Record set:

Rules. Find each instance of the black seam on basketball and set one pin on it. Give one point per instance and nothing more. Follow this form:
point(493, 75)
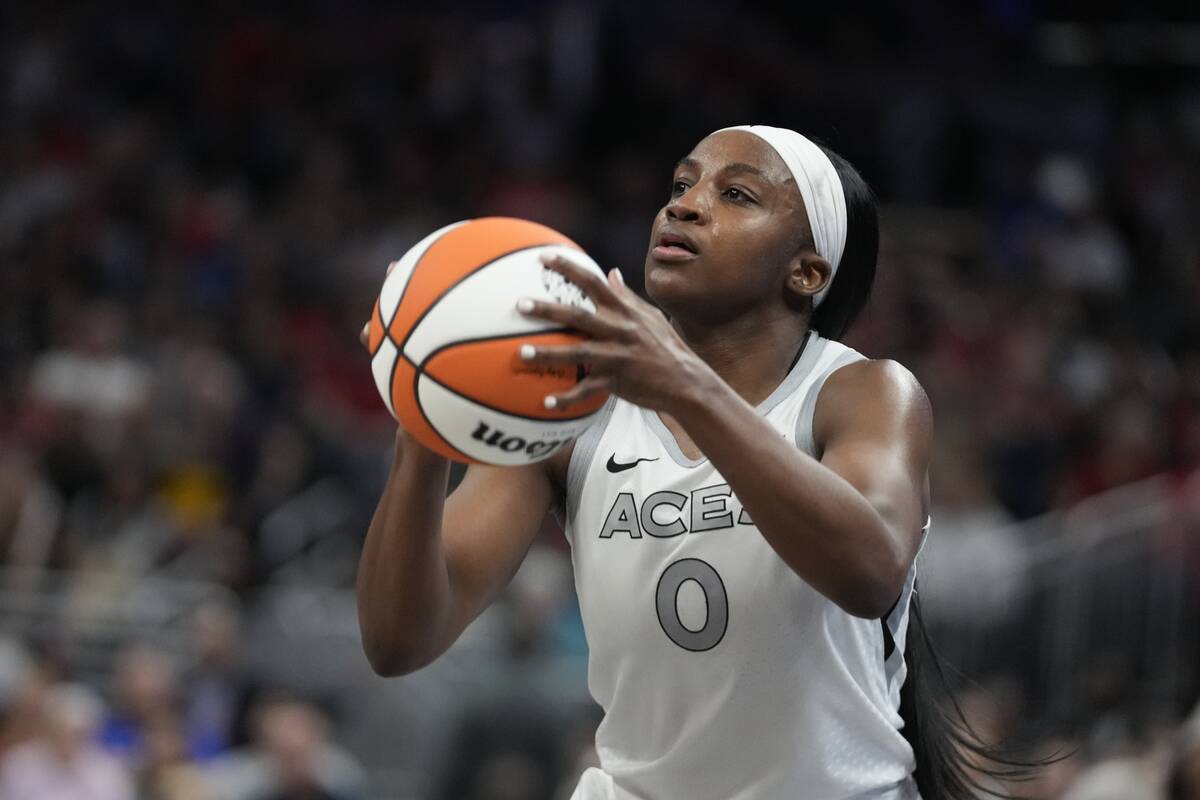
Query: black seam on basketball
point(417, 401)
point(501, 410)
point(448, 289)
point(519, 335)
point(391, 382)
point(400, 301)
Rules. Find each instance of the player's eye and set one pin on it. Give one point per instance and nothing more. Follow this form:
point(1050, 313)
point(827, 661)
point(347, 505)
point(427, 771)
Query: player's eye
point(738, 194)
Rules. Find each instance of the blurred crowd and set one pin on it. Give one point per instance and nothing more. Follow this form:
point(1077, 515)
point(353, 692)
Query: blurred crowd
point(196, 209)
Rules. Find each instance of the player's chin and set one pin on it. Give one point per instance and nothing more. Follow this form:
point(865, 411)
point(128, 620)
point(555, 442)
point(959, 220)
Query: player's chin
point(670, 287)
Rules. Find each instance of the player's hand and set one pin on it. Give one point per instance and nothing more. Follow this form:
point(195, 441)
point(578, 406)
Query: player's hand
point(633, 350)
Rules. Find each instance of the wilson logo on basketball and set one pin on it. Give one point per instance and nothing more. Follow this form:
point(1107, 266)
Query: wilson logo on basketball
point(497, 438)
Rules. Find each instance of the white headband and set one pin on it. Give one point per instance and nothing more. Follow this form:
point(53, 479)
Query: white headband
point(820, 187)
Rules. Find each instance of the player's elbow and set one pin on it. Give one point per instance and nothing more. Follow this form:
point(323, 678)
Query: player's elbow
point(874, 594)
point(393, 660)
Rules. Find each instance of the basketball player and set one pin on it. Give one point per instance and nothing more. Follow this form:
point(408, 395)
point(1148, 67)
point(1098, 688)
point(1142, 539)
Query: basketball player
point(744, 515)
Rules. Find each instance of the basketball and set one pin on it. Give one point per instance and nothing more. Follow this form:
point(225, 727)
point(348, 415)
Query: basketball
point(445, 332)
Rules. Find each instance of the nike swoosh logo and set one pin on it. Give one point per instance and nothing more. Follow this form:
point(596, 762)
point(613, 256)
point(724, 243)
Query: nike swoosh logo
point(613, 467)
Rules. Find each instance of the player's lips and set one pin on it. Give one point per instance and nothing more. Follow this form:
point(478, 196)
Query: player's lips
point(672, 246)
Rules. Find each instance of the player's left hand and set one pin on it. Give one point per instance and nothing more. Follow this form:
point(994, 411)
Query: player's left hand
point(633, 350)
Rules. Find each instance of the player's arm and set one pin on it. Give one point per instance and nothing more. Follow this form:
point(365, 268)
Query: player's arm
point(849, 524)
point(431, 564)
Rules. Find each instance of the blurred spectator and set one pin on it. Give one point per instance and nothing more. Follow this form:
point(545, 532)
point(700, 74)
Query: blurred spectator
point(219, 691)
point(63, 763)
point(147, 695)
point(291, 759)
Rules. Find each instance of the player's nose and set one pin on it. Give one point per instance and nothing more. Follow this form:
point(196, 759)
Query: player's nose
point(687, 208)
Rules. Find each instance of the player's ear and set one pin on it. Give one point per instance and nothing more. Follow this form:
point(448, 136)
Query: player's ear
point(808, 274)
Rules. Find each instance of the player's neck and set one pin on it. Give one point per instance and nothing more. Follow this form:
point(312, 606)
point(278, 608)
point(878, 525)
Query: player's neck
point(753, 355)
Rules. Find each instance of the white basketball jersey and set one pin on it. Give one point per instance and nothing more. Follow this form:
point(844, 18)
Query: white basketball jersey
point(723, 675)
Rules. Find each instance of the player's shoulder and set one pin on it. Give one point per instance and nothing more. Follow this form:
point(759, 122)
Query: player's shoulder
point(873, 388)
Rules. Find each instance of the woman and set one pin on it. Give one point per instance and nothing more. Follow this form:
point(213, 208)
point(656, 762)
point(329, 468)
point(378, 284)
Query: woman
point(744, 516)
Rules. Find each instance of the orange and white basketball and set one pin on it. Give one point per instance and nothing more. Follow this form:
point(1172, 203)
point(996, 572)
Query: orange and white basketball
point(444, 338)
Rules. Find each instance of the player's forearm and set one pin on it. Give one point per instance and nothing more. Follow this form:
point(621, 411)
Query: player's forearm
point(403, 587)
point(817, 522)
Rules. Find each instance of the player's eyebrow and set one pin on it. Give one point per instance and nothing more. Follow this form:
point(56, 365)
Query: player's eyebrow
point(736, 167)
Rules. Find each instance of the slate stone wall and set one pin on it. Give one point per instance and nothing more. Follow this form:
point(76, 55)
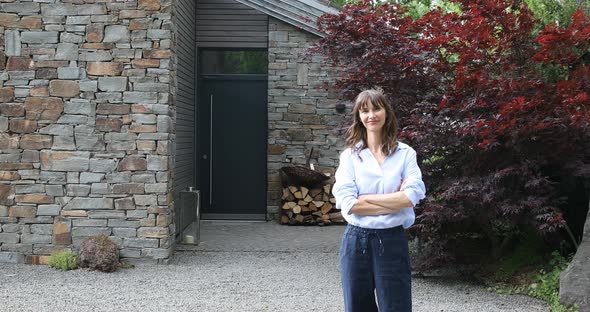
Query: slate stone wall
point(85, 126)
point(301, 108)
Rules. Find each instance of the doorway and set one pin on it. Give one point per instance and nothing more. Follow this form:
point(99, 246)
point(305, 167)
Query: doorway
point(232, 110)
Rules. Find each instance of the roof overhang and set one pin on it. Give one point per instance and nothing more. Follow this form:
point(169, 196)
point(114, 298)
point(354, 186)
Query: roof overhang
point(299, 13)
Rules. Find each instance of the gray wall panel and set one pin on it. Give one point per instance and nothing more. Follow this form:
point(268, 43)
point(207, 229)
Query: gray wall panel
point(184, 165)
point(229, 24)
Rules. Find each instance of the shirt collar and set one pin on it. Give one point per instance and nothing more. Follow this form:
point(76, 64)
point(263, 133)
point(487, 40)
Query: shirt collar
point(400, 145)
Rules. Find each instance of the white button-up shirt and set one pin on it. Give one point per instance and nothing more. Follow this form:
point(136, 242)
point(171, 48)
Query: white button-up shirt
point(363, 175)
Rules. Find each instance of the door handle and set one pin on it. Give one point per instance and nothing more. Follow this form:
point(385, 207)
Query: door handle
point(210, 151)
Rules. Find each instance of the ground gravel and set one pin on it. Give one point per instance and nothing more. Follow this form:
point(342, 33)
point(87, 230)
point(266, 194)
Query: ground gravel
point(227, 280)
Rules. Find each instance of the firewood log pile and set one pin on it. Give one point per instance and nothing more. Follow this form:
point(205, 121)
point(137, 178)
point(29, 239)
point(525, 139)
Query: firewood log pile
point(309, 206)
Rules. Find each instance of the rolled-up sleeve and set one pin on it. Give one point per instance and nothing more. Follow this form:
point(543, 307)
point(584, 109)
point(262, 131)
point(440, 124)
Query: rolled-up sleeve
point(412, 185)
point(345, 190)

--

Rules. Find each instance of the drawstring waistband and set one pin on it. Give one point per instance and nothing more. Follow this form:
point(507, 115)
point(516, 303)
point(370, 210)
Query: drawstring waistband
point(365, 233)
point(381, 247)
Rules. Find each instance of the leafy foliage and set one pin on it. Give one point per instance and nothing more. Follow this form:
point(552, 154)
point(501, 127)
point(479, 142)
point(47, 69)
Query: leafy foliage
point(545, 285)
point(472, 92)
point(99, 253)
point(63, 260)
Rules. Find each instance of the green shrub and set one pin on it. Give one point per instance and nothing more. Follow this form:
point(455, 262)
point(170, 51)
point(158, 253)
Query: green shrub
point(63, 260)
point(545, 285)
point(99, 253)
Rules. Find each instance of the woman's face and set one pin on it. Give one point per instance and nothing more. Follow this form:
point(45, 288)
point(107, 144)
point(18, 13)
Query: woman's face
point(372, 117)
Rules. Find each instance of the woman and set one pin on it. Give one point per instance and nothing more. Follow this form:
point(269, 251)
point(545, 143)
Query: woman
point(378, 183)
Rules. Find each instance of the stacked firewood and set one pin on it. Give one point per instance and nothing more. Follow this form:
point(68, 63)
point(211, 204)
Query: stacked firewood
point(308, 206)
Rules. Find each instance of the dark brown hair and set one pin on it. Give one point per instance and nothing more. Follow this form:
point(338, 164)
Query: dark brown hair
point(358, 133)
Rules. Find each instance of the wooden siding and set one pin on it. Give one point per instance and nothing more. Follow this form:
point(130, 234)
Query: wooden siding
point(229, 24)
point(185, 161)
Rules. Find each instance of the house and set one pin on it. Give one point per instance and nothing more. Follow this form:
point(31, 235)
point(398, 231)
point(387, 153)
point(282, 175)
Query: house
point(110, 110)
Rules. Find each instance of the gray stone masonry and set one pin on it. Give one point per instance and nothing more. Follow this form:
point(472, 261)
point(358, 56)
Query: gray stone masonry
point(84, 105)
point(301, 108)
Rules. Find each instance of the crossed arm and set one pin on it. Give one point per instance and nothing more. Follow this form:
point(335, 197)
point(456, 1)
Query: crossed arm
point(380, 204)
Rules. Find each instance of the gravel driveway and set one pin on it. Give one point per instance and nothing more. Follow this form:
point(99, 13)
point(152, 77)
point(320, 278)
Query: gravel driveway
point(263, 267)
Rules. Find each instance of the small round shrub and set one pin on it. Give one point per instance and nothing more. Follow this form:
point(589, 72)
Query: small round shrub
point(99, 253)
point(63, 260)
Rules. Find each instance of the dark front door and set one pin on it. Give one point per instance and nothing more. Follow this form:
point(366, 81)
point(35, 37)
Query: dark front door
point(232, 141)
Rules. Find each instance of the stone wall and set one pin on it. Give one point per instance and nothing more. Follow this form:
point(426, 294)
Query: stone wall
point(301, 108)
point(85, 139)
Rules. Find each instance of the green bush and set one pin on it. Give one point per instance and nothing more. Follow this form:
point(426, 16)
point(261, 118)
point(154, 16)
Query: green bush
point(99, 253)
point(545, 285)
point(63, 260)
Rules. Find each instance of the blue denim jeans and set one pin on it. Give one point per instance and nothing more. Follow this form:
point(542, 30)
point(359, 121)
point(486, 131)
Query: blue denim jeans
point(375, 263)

---

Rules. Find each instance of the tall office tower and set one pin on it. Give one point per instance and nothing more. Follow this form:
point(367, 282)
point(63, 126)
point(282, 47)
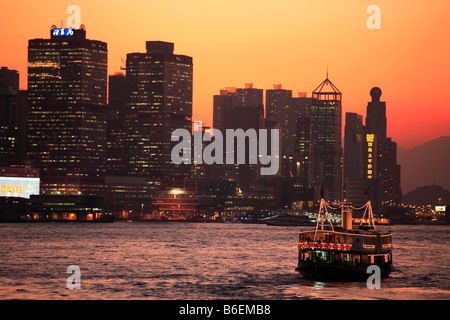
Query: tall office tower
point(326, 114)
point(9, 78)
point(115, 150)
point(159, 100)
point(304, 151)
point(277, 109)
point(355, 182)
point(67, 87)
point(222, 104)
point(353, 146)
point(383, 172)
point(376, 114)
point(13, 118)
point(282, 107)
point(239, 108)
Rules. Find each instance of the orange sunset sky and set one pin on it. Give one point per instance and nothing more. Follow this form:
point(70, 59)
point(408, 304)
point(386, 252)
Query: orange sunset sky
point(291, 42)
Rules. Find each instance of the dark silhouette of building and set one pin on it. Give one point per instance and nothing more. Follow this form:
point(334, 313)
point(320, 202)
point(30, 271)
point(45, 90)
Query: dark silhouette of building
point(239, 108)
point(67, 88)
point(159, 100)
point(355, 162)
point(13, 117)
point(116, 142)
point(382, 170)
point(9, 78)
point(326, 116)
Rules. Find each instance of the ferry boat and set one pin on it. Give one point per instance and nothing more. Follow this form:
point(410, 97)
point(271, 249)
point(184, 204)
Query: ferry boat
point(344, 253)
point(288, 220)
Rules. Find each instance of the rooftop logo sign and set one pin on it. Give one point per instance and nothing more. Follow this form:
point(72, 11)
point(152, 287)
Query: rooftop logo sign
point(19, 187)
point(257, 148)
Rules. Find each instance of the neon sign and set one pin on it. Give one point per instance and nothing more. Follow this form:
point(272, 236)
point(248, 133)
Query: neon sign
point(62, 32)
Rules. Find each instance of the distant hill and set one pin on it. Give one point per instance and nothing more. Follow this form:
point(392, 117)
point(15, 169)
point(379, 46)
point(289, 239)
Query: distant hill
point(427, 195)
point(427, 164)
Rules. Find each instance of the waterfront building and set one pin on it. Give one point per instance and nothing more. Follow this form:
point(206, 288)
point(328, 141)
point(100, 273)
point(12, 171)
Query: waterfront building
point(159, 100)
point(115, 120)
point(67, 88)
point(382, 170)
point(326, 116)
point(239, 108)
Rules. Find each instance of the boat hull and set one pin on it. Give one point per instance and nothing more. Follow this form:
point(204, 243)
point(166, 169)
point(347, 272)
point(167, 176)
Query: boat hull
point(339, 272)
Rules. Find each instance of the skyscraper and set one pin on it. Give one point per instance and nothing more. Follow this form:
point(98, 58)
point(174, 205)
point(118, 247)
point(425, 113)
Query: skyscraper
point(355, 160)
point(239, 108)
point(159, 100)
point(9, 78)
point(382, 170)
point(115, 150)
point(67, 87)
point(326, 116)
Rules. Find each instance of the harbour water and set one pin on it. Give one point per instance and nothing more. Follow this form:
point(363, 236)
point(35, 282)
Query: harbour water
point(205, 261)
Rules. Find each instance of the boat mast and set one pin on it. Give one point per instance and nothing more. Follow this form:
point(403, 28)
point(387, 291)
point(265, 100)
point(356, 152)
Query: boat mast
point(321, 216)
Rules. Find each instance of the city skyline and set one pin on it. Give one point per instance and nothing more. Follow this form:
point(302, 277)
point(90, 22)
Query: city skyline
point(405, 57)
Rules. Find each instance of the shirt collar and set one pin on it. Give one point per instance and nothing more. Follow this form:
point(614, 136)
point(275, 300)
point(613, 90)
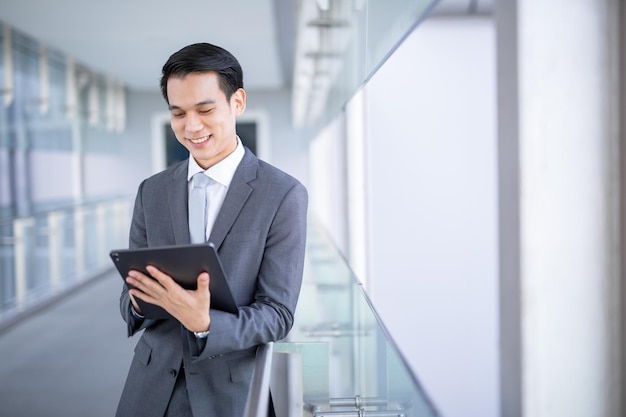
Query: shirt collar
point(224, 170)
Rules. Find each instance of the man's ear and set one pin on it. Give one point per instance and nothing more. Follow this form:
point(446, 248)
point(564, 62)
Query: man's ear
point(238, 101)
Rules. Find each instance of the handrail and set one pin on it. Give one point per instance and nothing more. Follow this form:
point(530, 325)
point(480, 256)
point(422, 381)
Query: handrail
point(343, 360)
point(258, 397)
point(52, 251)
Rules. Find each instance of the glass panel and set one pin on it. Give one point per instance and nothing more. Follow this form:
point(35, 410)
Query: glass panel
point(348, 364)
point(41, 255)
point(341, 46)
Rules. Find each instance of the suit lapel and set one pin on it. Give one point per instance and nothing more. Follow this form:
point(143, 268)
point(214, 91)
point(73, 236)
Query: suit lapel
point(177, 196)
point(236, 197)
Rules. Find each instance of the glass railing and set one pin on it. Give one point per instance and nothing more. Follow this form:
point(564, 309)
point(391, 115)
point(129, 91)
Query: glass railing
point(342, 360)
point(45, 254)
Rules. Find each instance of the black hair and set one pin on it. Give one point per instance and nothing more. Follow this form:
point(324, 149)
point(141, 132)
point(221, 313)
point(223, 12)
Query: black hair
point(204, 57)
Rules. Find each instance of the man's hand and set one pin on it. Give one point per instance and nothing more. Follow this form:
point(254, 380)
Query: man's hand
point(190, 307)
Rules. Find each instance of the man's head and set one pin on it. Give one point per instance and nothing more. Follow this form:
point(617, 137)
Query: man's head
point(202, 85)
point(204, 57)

Work to be completed: Rewrite the listing from the line with "Rules. Find each instance of the boat hull" to the line with "point(341, 46)", both lines included. Add 65 to each coordinate in the answer points only, keep every other line as it is, and leave out the pictures.

Output of the exercise:
Rules. Find each instance of the boat hull and set one pin on it. Give one point per instance and nothing more. Follow this form:
point(204, 243)
point(166, 169)
point(347, 272)
point(167, 176)
Query: boat hull
point(404, 337)
Rules. Find each instance of the skyscraper and set one pin on it. Give one point per instance and nothing more. Follow this form:
point(98, 58)
point(174, 205)
point(118, 247)
point(425, 113)
Query: skyscraper
point(420, 225)
point(304, 173)
point(224, 165)
point(74, 143)
point(447, 235)
point(180, 215)
point(132, 152)
point(391, 181)
Rules. Find each instance of the harbour water and set one pin on it. Give one point per instance and nothing more. Follow this form:
point(363, 236)
point(35, 282)
Query: harbour water
point(270, 326)
Rules. Find each instance of the boat mast and set one pin on it. Give one point per instance and nothing more. Follow this form:
point(403, 28)
point(387, 291)
point(265, 100)
point(356, 152)
Query: boat mast
point(386, 281)
Rules. Find each instance of the city skyline and set one pin on it. Give one point per instance and nothing more. Follow this form:
point(302, 277)
point(90, 22)
Query: city skyline
point(470, 122)
Rules. Find each instance of the shirt collar and set one pin on it. Give one point per instance and nothing more. Follow this form:
point(614, 136)
point(275, 300)
point(613, 90)
Query: shirt collar
point(289, 235)
Rules. Find each instance of the man's ear and set one pin on it. Give one point per instance and nothing more. Follow this form:
point(446, 248)
point(564, 62)
Query: man's ear
point(303, 166)
Rules. Find each instance of the handrail and set one pin on it. Give one point per instance and nothing more. Follow this form:
point(530, 325)
point(480, 256)
point(422, 381)
Query: handrail
point(408, 425)
point(323, 462)
point(117, 316)
Rules. Find each instance of the glass panel and set one pin on it. Give one point per instance and nothing more. Follow this form:
point(35, 410)
Query: glass panel
point(413, 429)
point(106, 320)
point(406, 111)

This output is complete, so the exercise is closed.